Exercise aim: Below are some entries. Work out how many of their lines hold the word "response", and write that number alone.

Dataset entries
::::::::
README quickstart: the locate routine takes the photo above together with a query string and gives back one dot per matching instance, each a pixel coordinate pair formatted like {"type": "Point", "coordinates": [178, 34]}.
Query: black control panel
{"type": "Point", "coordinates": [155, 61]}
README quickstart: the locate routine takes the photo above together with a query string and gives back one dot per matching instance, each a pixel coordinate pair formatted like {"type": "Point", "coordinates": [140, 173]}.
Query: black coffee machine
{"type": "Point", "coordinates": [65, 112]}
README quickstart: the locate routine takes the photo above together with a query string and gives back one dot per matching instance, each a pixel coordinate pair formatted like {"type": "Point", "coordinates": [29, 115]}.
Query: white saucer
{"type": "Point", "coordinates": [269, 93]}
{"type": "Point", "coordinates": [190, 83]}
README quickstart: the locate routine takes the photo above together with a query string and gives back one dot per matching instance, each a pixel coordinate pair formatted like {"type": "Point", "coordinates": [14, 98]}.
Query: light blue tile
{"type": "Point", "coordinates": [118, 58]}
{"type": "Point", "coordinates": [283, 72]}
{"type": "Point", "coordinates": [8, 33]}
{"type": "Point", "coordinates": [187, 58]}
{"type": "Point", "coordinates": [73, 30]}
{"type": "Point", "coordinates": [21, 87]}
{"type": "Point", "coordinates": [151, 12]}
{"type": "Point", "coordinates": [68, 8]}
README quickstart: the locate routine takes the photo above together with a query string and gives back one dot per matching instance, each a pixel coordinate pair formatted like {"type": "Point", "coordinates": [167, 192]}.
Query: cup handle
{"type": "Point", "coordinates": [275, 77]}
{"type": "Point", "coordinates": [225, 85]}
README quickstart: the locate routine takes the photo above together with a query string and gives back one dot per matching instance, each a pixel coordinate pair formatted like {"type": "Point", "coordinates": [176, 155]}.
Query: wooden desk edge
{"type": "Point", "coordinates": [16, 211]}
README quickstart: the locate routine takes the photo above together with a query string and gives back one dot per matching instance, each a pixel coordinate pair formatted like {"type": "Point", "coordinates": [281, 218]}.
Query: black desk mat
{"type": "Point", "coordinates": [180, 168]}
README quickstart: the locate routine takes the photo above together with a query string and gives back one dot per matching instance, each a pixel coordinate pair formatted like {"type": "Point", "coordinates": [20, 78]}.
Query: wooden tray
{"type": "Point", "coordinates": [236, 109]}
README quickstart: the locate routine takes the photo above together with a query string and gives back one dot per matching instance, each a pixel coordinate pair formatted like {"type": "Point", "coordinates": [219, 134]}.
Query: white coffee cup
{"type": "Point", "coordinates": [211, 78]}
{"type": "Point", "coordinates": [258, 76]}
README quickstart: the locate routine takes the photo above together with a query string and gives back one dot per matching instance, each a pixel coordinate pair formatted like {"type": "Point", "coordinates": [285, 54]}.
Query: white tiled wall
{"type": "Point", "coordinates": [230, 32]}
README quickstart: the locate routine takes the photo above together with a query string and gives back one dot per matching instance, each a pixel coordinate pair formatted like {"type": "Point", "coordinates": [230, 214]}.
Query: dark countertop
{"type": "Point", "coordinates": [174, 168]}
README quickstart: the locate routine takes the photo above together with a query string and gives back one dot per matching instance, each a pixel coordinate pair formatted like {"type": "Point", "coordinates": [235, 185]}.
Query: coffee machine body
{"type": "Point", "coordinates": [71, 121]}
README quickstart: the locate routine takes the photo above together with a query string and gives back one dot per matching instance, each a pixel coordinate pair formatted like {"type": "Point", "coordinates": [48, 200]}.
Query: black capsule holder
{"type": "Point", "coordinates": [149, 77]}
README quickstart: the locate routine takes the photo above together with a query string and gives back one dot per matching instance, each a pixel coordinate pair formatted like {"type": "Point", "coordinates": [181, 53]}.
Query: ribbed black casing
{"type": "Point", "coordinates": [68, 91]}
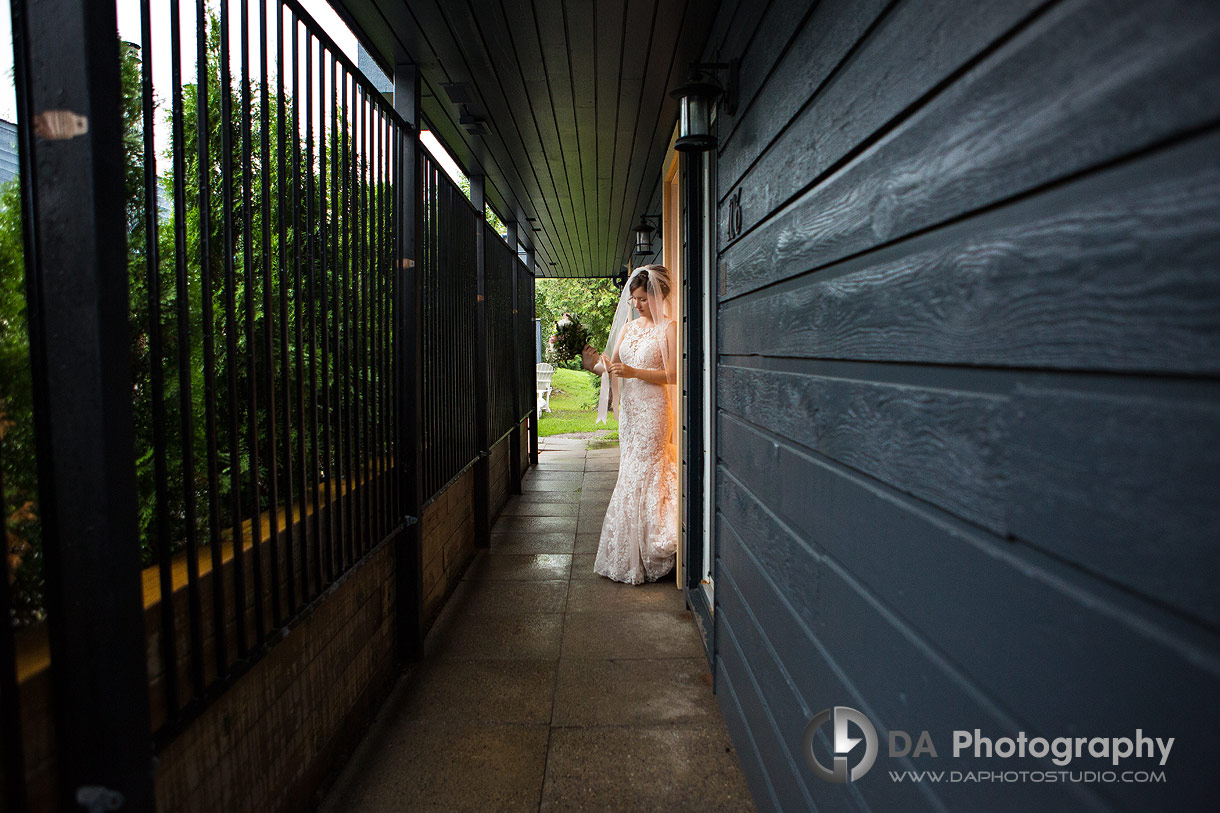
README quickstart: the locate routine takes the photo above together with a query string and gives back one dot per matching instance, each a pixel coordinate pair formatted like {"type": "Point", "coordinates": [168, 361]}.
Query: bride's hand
{"type": "Point", "coordinates": [589, 358]}
{"type": "Point", "coordinates": [622, 370]}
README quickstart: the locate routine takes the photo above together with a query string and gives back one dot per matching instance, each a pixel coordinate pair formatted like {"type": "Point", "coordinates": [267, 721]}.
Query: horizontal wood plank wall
{"type": "Point", "coordinates": [969, 388]}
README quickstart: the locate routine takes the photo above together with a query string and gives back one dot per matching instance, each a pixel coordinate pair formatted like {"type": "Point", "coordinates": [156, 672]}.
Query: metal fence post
{"type": "Point", "coordinates": [482, 372]}
{"type": "Point", "coordinates": [533, 413]}
{"type": "Point", "coordinates": [409, 570]}
{"type": "Point", "coordinates": [76, 242]}
{"type": "Point", "coordinates": [517, 385]}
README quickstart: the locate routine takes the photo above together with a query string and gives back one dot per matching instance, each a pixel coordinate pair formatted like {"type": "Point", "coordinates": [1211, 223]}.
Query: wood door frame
{"type": "Point", "coordinates": [685, 245]}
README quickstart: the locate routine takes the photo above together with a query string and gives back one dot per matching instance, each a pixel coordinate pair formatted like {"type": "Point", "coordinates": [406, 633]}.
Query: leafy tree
{"type": "Point", "coordinates": [592, 300]}
{"type": "Point", "coordinates": [266, 243]}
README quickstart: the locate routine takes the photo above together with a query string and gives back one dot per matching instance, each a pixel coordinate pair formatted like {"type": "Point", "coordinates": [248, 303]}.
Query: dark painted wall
{"type": "Point", "coordinates": [969, 429]}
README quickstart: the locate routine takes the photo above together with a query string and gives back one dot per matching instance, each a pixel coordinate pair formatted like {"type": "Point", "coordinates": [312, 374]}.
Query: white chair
{"type": "Point", "coordinates": [544, 374]}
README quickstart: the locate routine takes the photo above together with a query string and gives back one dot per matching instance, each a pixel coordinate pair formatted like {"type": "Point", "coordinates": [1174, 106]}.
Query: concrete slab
{"type": "Point", "coordinates": [633, 692]}
{"type": "Point", "coordinates": [522, 636]}
{"type": "Point", "coordinates": [538, 567]}
{"type": "Point", "coordinates": [441, 764]}
{"type": "Point", "coordinates": [605, 596]}
{"type": "Point", "coordinates": [534, 524]}
{"type": "Point", "coordinates": [532, 542]}
{"type": "Point", "coordinates": [631, 635]}
{"type": "Point", "coordinates": [504, 597]}
{"type": "Point", "coordinates": [539, 508]}
{"type": "Point", "coordinates": [664, 767]}
{"type": "Point", "coordinates": [481, 691]}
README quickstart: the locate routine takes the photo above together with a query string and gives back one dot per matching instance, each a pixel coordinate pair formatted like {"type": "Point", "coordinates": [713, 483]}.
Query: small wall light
{"type": "Point", "coordinates": [696, 99]}
{"type": "Point", "coordinates": [644, 231]}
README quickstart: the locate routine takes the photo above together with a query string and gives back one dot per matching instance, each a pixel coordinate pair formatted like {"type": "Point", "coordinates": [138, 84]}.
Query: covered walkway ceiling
{"type": "Point", "coordinates": [572, 100]}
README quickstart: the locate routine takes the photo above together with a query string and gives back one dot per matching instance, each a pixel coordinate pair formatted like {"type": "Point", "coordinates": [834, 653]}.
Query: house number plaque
{"type": "Point", "coordinates": [735, 215]}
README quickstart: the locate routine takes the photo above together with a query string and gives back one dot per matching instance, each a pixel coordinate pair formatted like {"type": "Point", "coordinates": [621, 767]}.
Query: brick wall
{"type": "Point", "coordinates": [269, 741]}
{"type": "Point", "coordinates": [499, 475]}
{"type": "Point", "coordinates": [266, 742]}
{"type": "Point", "coordinates": [448, 538]}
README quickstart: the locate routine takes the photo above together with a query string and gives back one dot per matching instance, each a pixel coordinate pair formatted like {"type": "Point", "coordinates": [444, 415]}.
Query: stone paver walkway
{"type": "Point", "coordinates": [548, 687]}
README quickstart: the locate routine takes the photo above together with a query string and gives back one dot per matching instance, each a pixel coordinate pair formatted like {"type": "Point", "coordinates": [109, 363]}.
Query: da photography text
{"type": "Point", "coordinates": [850, 729]}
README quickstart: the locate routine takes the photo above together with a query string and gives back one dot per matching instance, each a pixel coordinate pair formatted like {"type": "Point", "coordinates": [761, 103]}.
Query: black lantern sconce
{"type": "Point", "coordinates": [644, 231]}
{"type": "Point", "coordinates": [696, 99]}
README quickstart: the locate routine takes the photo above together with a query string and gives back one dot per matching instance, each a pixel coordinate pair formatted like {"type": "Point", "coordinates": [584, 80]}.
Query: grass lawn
{"type": "Point", "coordinates": [574, 405]}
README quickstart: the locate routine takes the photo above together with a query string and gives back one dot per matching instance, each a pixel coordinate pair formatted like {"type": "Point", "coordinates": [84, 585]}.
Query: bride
{"type": "Point", "coordinates": [639, 531]}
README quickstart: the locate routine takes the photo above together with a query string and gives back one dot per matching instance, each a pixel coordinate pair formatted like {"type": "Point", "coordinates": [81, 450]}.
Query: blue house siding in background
{"type": "Point", "coordinates": [969, 346]}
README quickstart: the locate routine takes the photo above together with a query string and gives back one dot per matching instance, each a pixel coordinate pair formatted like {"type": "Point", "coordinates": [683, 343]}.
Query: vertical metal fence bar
{"type": "Point", "coordinates": [365, 324]}
{"type": "Point", "coordinates": [359, 321]}
{"type": "Point", "coordinates": [156, 353]}
{"type": "Point", "coordinates": [338, 145]}
{"type": "Point", "coordinates": [226, 90]}
{"type": "Point", "coordinates": [297, 509]}
{"type": "Point", "coordinates": [325, 255]}
{"type": "Point", "coordinates": [284, 278]}
{"type": "Point", "coordinates": [269, 309]}
{"type": "Point", "coordinates": [384, 369]}
{"type": "Point", "coordinates": [367, 321]}
{"type": "Point", "coordinates": [348, 332]}
{"type": "Point", "coordinates": [312, 299]}
{"type": "Point", "coordinates": [249, 281]}
{"type": "Point", "coordinates": [186, 403]}
{"type": "Point", "coordinates": [209, 317]}
{"type": "Point", "coordinates": [11, 740]}
{"type": "Point", "coordinates": [77, 300]}
{"type": "Point", "coordinates": [410, 204]}
{"type": "Point", "coordinates": [375, 269]}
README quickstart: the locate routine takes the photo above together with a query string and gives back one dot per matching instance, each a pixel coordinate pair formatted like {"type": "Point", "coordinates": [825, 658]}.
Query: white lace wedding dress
{"type": "Point", "coordinates": [639, 531]}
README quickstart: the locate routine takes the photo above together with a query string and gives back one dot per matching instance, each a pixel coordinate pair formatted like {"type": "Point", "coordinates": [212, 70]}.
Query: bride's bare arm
{"type": "Point", "coordinates": [669, 375]}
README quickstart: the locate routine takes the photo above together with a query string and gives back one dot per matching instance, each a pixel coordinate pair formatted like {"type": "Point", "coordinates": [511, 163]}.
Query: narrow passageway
{"type": "Point", "coordinates": [548, 687]}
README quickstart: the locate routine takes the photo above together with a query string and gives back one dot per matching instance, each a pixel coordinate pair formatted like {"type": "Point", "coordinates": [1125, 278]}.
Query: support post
{"type": "Point", "coordinates": [76, 253]}
{"type": "Point", "coordinates": [517, 385]}
{"type": "Point", "coordinates": [408, 186]}
{"type": "Point", "coordinates": [482, 371]}
{"type": "Point", "coordinates": [533, 411]}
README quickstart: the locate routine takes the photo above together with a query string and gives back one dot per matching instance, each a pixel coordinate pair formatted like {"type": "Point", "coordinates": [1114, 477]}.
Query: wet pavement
{"type": "Point", "coordinates": [545, 686]}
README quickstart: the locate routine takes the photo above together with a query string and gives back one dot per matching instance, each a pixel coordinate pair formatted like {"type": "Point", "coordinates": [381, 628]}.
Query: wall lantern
{"type": "Point", "coordinates": [696, 99]}
{"type": "Point", "coordinates": [644, 231]}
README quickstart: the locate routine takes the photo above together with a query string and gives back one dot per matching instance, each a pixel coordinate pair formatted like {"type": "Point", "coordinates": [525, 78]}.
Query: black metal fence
{"type": "Point", "coordinates": [262, 313]}
{"type": "Point", "coordinates": [254, 296]}
{"type": "Point", "coordinates": [525, 342]}
{"type": "Point", "coordinates": [448, 264]}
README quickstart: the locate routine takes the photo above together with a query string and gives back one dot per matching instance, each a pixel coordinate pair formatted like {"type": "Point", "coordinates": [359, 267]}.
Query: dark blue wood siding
{"type": "Point", "coordinates": [969, 410]}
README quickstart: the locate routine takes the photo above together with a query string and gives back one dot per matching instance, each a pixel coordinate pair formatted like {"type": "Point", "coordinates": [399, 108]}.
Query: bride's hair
{"type": "Point", "coordinates": [660, 278]}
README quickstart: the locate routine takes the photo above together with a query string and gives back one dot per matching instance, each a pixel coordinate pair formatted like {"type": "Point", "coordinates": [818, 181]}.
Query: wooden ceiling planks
{"type": "Point", "coordinates": [574, 93]}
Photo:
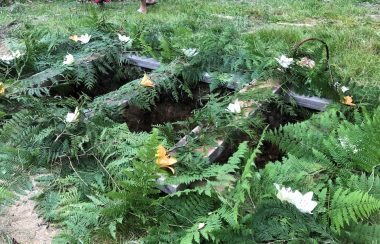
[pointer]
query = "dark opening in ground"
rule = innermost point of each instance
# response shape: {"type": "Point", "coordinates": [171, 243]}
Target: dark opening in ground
{"type": "Point", "coordinates": [104, 84]}
{"type": "Point", "coordinates": [166, 109]}
{"type": "Point", "coordinates": [274, 118]}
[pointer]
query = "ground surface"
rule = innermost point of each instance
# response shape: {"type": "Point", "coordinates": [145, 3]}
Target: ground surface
{"type": "Point", "coordinates": [22, 223]}
{"type": "Point", "coordinates": [352, 29]}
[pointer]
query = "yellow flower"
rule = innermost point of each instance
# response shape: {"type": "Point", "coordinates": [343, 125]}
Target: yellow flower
{"type": "Point", "coordinates": [146, 81]}
{"type": "Point", "coordinates": [163, 160]}
{"type": "Point", "coordinates": [2, 88]}
{"type": "Point", "coordinates": [348, 101]}
{"type": "Point", "coordinates": [74, 38]}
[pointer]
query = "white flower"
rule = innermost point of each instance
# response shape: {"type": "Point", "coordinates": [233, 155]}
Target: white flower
{"type": "Point", "coordinates": [234, 107]}
{"type": "Point", "coordinates": [190, 52]}
{"type": "Point", "coordinates": [124, 38]}
{"type": "Point", "coordinates": [304, 203]}
{"type": "Point", "coordinates": [345, 143]}
{"type": "Point", "coordinates": [344, 89]}
{"type": "Point", "coordinates": [306, 62]}
{"type": "Point", "coordinates": [7, 58]}
{"type": "Point", "coordinates": [284, 61]}
{"type": "Point", "coordinates": [84, 38]}
{"type": "Point", "coordinates": [69, 59]}
{"type": "Point", "coordinates": [72, 117]}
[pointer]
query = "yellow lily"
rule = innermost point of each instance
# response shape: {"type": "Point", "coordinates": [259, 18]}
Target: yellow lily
{"type": "Point", "coordinates": [163, 160]}
{"type": "Point", "coordinates": [146, 81]}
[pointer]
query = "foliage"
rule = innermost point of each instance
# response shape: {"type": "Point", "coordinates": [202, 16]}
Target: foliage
{"type": "Point", "coordinates": [102, 182]}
::::::::
The completed task: 6